▶ TRECHO PARA LEITURA
^^^^^^^^

Já faz algum tempo, creio que uns doze anos, que um velho amigo meu, chamado Daniel, havia me contato uma historieta que circulava no meio habitado pelos “sinhôs dotôs”. A historieta era mais ou menos assim: em algum lugar da vastidão celeste havia um anjo que estava um tanto acabrunhado. Um serafim, vendo-o em agonia, chegou junto dele para assuntar. “Salve Anjo velho”! “Salve seu Querubim”. “Por que você está, assim, tão apoquentado, arrastando as asas”? “Você não viu”? “Não vi o quê”? “Deus”! “O que tem Ele”? “Ele anda se achando demais, você não acha”? “Ué, mas Ele é Ele. Onipotente, Onisciente, Onipresente”. “Não, mas Ele está diferente. Está se achando demais”. “Como assim”? “Ele está pensando que é um Ministro do STF”.

Na época, quando meu querido amigo havia me contado esse gracejo, não havia achado que o causo fosse, assim, tão engraçado; hoje, menos ainda, tendo em vista todos os acontecimentos que envolveram o Deputado Federal Daniel Silveira que, por sua vez, foi a cereja do bolo pútrido confeitado com as inúmeras estripulias, políticas e jurídicas, que vinham sendo feitas por alguns lagostíssimos togados.

^^^^^^^^

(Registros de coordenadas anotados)
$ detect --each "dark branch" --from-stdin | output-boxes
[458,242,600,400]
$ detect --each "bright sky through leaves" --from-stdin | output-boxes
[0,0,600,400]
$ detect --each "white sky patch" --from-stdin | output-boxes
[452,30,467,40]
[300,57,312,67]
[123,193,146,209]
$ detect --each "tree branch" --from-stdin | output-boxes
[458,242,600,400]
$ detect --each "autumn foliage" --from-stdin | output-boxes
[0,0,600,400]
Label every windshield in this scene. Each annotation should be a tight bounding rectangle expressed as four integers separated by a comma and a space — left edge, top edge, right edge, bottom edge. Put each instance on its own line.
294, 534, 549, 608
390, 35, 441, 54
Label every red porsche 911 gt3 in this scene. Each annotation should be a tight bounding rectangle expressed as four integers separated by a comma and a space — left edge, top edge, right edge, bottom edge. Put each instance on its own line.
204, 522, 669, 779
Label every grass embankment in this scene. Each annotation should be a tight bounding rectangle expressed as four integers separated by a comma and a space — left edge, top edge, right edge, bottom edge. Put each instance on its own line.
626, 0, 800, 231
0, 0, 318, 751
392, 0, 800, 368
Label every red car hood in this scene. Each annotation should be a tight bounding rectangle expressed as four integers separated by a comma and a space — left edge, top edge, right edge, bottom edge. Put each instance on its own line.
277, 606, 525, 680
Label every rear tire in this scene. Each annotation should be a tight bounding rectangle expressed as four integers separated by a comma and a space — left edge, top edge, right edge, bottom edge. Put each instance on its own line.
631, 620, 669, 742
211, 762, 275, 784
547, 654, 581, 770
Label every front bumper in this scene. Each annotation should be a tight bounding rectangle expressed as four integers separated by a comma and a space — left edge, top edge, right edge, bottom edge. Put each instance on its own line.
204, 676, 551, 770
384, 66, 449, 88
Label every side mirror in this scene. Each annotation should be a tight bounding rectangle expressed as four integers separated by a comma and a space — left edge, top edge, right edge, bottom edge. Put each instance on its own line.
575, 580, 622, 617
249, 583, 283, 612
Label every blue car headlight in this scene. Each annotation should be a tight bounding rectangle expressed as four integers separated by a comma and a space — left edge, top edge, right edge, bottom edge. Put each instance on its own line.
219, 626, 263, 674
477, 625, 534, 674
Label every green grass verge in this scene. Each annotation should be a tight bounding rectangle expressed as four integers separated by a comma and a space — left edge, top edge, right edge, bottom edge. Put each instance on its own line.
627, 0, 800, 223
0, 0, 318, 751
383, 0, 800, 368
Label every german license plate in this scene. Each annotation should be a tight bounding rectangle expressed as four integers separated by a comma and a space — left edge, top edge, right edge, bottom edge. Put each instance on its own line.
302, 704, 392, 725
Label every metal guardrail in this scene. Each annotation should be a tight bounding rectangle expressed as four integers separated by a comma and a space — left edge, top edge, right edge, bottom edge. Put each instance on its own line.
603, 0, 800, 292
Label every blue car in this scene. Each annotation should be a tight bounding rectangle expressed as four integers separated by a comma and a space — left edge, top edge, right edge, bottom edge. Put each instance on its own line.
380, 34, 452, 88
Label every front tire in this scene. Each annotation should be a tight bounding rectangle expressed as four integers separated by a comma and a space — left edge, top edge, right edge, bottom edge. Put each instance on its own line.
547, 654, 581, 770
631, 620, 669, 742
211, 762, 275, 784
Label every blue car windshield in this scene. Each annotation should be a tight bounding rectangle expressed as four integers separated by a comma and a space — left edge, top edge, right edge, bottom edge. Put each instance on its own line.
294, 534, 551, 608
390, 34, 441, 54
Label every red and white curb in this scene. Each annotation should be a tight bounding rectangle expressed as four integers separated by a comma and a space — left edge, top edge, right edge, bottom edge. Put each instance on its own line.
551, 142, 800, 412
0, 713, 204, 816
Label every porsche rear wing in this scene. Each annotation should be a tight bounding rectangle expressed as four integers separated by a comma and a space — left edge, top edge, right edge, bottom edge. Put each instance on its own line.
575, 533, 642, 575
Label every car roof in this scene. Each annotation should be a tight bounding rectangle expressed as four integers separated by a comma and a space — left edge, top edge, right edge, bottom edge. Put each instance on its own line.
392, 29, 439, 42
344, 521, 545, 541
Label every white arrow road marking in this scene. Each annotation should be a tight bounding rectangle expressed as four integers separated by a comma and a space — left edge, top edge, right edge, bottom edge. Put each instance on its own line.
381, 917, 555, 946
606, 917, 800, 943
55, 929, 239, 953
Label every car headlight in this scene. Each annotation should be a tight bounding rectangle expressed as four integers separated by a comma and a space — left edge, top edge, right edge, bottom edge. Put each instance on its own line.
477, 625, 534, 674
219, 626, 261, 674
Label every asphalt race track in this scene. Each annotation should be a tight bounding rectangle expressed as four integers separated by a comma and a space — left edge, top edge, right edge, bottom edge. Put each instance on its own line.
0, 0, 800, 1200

^^^^^^^^

▶ REQUISITOS DO EXERCÍCIO
1. Extraia do trecho para leitura, sem qualquer alteração, a passagem que começa em "Na época, quando" e termina em "alguns lagostíssimos togados.".
2. Copie dos registros, sem mudar nada, as linhas que começam na que contém "Label every front bumper" e terminam na que contém "384, 66, 449, 88", incluindo ambas.

▶ RESPOSTAS POR TAREFA
1.
Na época, quando meu querido amigo havia me contado esse gracejo, não havia achado que o causo fosse, assim, tão engraçado; hoje, menos ainda, tendo em vista todos os acontecimentos que envolveram o Deputado Federal Daniel Silveira que, por sua vez, foi a cereja do bolo pútrido confeitado com as inúmeras estripulias, políticas e jurídicas, que vinham sendo feitas por alguns lagostíssimos togados.

2.
Label every front bumper in this scene. Each annotation should be a tight bounding rectangle expressed as four integers separated by a comma and a space — left edge, top edge, right edge, bottom edge. Put each instance on its own line.
204, 676, 551, 770
384, 66, 449, 88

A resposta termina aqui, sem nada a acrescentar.